Excerpted passage:
—————

I'd like to know more about what engines Toro is putting in their single stage blowers. Have they been the same for years? Are they commercial duty? Where are they made? Being from Minnesota I'd be up for giving Toro a shot if they aren't living on an old reputation (so many brands do this)


----------



## Toro-8-2-4 (Dec 28, 2013)

Have you considered a small 2 stage. You can get a 20" or a 22" two stage that is not too big and easier to move around.

I just see the single stage as very limited. I know they are fine for light snow and can get into tight areas.

Just throwing it out for you to think about.


----------



## detdrbuzzard (Jan 20, 2012)

Toro-8-2-4 said:


> Have you considered a small 2 stage. You can get a 20" or a 22" two stage that is not too big and easier to move around.
> 
> I just see the single stage as very limited. I know they are fine for light snow and can get into tight areas.
> 
> Just throwing it out for you to think about.


I don't have eod snow to deal with so my 2450 is just as capable as my 521


----------



## noplugs4me (Jan 28, 2014)

pfn said:


> I was just looking at the Simplicity 1222EE. It has a 250cc B&S engine. Anybody know anything about the machines?



I just bought it's little cousin the Snapper 922EXD. It has a 205cc motor. I went in to buy a Toro 721 with a 212cc motor, but I saw this one and to get all this had on a Toro it was 200 more. Plus this one has metal teeth to compliment the paddles. Has a really nice gearshift style lever to turn the chute left or right up close where you can reach it. I run Ferris big mowers and a snapper 21" mower so I like the B & S Company. With all that said, I live in Indianapolis, IN and we haven't had any snow to move this year. So it is sitting in the garage next to my Murray 8/24 13 year old blower that I picked up last year.

When it comes to equipment like this, I always go with a outdoor power shop that I like close to my house. I don't want to run all over town looking for parts, or ordering them online, when I can be out making money and getting the job done. Plus I like the fact that the guys know me when I walk into the shop to get PM parts and what not. -Jason


----------



## pfn (Dec 24, 2010)

Toro-8-2-4 said:


> Have you considered a small 2 stage. You can get a 20" or a 22" two stage that is not too big and easier to move around.
> 
> I just see the single stage as very limited. I know they are fine for light snow and can get into tight areas.
> 
> Just throwing it out for you to think about.


I have a big (too big unfortunately) 2 stage. Being in Annapolis we generally get small amounts of wet snow, 1 to 2 inches, but on rare occasions we can get over 2 feet. That said my 2 stage is often useless during the small wet events. I am looking for a singe stage to handle that.
How do the single stage machines handle hills? I have a pretty big on to clear.


----------



## Freezn (Mar 1, 2014)

Because of the small lawn mower style wheels on most single stage snow blowers, the machine can get a little squirrelly on tight ice packed snow, still very manageable to control. I don't have any experience with single stage use on steep driveways, so I can't really comment in more detail. I would say depending on the steepness of the driveway, I would likely push the single stage down the driveway to clear a section, then pull it back up through the cleared section, and repeat the process. Pushing a single stage unit up a snow covered section (regardless of make or brand) while clearing the driveway would not be fun. To make matters a little more difficult, you also have to "slightly tilt" a single stage until forward will pushing so the auger paddles make contact with the ground. Again, I have no experience with single stage use on an incline, however it would seem to me to make the most sense to always clear snow Top-To-Bottom with a single stage on an incline (depending on the steepness). And then pulling the machine back up to start the next pass. Just my $0.02 Very interested to hearing others who use single stages on incline driveways. Having said all that, the single stage unit is perfect for snowfalls 10" or less especially when there's very little EOD to contend with.

—————

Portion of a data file
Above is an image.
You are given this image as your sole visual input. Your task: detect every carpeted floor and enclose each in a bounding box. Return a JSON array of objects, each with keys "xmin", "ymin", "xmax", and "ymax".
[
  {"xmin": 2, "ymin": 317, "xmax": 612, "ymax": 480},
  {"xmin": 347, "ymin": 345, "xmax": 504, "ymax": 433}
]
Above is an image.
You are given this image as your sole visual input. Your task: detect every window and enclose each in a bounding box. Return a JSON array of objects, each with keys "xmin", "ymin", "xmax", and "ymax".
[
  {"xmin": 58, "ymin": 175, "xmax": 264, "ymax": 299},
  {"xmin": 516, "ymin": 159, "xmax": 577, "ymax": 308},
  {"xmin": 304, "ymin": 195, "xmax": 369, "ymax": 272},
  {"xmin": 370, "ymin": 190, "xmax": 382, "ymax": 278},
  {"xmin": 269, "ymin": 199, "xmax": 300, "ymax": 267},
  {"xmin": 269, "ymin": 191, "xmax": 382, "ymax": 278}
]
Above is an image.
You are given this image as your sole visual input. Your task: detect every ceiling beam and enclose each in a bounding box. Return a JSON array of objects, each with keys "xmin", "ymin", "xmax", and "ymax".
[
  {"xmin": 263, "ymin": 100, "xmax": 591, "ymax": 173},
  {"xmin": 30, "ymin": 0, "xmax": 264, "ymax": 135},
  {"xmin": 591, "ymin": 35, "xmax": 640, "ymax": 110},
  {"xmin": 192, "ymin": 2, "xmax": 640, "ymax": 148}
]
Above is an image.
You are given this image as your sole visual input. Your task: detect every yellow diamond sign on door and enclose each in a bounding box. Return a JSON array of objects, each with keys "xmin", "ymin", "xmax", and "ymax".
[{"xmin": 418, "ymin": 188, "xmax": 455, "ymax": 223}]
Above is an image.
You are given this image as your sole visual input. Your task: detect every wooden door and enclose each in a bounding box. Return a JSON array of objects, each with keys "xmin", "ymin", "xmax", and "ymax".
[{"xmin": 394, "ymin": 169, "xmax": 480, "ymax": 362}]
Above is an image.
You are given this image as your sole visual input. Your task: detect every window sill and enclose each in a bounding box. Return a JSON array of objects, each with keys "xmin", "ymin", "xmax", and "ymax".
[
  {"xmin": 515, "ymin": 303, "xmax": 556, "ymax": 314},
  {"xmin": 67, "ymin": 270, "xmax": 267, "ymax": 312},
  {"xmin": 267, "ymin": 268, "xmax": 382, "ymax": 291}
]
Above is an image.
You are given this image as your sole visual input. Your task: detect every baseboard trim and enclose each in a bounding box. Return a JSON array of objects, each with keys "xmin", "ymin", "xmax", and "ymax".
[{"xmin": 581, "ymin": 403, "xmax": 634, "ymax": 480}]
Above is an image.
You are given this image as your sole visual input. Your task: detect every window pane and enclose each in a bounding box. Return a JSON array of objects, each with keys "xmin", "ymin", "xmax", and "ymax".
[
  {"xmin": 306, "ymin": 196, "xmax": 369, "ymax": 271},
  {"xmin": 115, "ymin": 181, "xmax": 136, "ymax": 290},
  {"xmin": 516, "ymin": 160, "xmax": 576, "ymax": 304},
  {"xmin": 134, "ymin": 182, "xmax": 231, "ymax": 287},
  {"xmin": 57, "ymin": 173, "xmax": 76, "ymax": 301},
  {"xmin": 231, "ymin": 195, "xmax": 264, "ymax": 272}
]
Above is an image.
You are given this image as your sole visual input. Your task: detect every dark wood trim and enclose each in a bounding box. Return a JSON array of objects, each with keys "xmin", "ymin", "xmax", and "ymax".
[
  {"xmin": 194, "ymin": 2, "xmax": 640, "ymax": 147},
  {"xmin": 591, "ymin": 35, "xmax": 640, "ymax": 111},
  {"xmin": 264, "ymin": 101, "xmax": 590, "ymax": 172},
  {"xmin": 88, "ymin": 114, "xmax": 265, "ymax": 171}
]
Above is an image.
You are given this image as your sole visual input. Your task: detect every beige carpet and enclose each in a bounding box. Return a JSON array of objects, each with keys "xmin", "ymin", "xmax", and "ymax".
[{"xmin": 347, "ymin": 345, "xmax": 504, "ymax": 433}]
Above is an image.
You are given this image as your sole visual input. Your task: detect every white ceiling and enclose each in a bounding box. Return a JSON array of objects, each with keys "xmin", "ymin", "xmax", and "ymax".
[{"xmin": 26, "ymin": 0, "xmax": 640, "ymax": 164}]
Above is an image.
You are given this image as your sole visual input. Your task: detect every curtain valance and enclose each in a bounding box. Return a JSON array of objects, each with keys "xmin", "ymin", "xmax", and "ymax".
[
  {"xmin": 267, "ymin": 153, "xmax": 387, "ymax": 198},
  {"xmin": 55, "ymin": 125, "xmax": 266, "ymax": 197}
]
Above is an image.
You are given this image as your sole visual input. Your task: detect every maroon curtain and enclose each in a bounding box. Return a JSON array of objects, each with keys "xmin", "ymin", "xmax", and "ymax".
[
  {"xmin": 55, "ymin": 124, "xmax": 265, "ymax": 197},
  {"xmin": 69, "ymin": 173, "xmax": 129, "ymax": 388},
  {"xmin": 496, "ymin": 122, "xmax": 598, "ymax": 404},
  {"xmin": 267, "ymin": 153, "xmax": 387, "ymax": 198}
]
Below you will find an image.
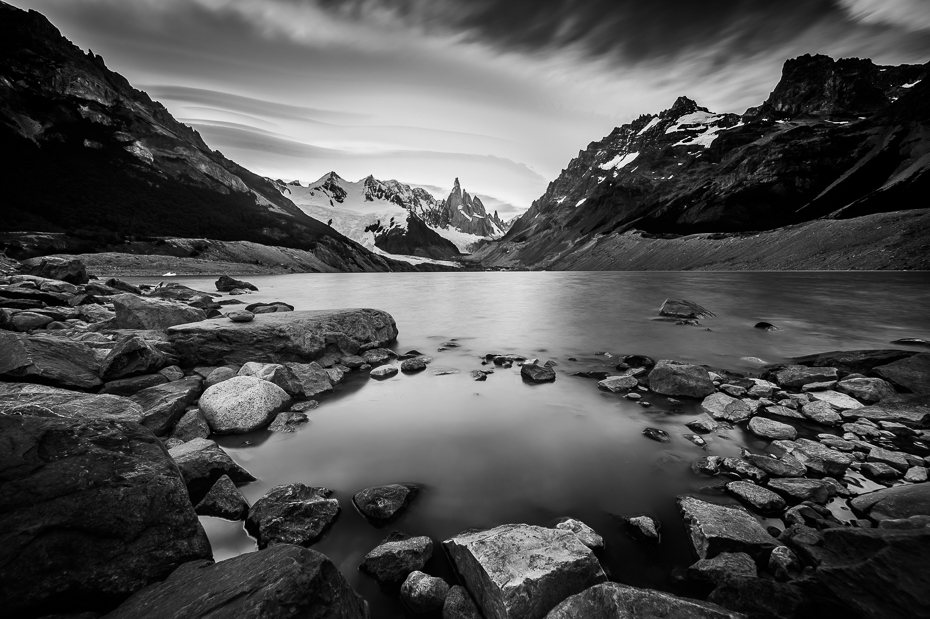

—————

Aim:
In the snow blower thread, what size motor does the Snapper 922EXD have? Nothing in this listing is needed for the task.

Written response:
205cc